-- YOUR TASK --
The required lines are those that contain "forested"; pull them out of the data and copy them.

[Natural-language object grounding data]
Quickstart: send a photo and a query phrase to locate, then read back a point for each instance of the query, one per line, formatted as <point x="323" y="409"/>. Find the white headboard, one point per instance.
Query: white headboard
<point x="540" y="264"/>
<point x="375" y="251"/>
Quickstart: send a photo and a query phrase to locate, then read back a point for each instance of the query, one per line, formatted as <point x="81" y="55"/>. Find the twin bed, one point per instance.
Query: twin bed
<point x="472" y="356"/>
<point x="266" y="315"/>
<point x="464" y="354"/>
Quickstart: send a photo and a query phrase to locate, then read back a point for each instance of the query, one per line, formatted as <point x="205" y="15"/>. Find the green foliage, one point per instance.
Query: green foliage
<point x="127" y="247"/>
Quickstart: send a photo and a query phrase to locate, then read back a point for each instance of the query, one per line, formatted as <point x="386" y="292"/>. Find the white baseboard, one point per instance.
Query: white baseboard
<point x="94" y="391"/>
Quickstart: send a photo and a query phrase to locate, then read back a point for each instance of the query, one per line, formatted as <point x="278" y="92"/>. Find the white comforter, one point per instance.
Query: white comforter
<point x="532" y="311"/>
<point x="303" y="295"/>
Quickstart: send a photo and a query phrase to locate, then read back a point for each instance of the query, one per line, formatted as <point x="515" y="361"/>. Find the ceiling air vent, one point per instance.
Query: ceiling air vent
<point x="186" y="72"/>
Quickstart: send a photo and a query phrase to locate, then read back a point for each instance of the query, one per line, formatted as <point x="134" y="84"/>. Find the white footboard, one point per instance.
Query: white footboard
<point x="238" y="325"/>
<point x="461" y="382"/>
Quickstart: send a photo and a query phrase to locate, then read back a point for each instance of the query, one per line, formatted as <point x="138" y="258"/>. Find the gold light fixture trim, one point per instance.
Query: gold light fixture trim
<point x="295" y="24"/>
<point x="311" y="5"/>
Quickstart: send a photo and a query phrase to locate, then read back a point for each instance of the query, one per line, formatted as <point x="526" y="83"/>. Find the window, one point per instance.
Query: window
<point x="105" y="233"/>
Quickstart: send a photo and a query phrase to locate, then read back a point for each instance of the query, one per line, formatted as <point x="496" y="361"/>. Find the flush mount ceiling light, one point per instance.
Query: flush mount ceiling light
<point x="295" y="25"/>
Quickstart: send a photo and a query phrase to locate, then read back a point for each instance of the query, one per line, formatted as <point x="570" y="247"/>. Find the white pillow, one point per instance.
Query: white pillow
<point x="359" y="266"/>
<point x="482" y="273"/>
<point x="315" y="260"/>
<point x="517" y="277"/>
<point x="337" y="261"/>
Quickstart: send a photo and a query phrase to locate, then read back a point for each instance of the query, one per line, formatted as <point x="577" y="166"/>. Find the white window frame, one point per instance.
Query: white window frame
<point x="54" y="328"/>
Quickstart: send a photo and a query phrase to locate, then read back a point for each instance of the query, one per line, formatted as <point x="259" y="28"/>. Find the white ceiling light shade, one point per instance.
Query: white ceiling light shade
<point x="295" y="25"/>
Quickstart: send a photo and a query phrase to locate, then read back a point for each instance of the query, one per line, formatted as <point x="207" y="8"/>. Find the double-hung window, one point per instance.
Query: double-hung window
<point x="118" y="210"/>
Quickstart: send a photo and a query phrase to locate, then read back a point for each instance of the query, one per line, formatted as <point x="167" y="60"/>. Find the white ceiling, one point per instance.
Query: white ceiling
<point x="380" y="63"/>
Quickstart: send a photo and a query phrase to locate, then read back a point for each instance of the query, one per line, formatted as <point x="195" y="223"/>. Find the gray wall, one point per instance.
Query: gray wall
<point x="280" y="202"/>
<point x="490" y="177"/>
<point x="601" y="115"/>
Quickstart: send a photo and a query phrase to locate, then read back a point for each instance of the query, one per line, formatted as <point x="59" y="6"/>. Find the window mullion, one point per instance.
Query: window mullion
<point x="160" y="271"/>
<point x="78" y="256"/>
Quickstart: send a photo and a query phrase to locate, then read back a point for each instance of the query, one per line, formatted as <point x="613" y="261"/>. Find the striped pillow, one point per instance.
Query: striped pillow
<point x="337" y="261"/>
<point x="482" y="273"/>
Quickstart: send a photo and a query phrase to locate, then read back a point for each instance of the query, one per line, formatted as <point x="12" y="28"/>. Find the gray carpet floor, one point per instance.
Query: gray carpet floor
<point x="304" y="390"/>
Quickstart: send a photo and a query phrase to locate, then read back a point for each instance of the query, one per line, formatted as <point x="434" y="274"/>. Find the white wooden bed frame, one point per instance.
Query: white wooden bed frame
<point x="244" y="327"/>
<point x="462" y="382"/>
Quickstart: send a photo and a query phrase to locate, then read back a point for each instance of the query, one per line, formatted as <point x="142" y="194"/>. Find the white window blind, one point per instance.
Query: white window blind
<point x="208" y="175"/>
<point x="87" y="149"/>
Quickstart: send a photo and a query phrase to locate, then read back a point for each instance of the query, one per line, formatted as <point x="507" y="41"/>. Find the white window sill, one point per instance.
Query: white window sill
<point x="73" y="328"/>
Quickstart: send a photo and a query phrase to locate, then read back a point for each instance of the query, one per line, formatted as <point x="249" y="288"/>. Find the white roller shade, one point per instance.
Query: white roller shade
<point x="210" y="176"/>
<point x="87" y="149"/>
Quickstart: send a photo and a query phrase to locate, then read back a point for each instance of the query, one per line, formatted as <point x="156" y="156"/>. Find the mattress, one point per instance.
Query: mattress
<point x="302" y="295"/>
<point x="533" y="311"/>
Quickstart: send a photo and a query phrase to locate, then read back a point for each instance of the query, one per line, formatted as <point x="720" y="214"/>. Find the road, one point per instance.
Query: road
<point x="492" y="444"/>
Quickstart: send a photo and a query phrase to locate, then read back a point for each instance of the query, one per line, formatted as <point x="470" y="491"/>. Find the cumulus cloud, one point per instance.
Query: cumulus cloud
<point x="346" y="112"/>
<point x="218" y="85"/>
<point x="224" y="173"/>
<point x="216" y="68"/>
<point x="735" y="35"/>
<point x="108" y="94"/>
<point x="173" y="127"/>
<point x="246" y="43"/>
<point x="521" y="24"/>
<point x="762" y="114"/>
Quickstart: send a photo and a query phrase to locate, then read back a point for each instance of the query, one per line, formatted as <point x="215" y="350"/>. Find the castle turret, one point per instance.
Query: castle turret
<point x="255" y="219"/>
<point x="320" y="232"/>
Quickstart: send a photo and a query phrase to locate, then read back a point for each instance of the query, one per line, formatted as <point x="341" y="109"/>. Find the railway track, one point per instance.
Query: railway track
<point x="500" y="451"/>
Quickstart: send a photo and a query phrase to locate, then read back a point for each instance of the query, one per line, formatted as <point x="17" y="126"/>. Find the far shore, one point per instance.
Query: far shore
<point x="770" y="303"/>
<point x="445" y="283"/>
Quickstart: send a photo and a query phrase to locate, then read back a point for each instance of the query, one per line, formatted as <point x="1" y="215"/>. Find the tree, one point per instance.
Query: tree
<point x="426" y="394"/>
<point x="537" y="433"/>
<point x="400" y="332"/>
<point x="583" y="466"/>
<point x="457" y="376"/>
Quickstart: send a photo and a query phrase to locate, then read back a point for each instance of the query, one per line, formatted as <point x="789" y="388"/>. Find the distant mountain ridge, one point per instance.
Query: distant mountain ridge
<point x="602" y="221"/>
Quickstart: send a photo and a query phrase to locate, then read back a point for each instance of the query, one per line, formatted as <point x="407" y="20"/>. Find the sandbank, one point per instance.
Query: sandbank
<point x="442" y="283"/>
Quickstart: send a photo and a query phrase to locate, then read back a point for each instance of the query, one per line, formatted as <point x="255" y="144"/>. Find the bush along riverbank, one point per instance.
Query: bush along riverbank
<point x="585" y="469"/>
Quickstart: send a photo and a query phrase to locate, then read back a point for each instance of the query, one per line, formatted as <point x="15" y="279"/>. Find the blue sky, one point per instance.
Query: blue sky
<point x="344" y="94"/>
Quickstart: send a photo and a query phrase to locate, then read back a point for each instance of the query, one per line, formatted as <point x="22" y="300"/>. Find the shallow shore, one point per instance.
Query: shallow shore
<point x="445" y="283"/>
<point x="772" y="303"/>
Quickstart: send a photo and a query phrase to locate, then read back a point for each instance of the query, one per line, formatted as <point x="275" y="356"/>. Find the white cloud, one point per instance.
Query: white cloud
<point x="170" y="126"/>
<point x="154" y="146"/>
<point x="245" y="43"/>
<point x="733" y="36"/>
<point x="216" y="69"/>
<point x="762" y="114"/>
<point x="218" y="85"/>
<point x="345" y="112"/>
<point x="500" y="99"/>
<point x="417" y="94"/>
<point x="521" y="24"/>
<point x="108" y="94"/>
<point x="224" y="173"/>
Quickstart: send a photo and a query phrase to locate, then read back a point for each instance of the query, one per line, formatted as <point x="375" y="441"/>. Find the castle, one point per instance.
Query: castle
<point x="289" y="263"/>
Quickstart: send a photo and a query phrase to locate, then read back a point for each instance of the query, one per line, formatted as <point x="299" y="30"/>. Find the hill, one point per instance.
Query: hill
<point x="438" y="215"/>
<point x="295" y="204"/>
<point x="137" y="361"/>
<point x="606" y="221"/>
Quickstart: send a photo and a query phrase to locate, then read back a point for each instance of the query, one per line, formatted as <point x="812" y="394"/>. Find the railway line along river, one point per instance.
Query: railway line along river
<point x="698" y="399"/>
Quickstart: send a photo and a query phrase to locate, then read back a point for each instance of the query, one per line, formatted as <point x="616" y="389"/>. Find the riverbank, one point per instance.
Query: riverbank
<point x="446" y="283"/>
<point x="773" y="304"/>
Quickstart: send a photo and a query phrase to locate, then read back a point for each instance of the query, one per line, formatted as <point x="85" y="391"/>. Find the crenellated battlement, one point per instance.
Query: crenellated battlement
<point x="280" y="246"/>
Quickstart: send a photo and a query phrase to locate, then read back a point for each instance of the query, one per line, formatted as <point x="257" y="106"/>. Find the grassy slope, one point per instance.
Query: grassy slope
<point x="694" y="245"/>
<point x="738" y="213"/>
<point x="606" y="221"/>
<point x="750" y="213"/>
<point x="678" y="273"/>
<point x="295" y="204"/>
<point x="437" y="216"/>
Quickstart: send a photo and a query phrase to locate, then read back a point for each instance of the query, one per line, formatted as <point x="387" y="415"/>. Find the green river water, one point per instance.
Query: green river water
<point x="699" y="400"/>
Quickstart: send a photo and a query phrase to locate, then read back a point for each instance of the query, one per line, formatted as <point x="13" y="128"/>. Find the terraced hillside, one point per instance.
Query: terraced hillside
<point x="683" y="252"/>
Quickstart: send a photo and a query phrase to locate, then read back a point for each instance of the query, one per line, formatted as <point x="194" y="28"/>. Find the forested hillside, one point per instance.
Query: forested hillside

-- TASK ANSWER --
Quickstart: send a photo and a query phrase to locate, then read back a point for each instance of the query, one per line, formatted as <point x="194" y="28"/>. Find the forested hillside, one point per instance.
Query: forested hillside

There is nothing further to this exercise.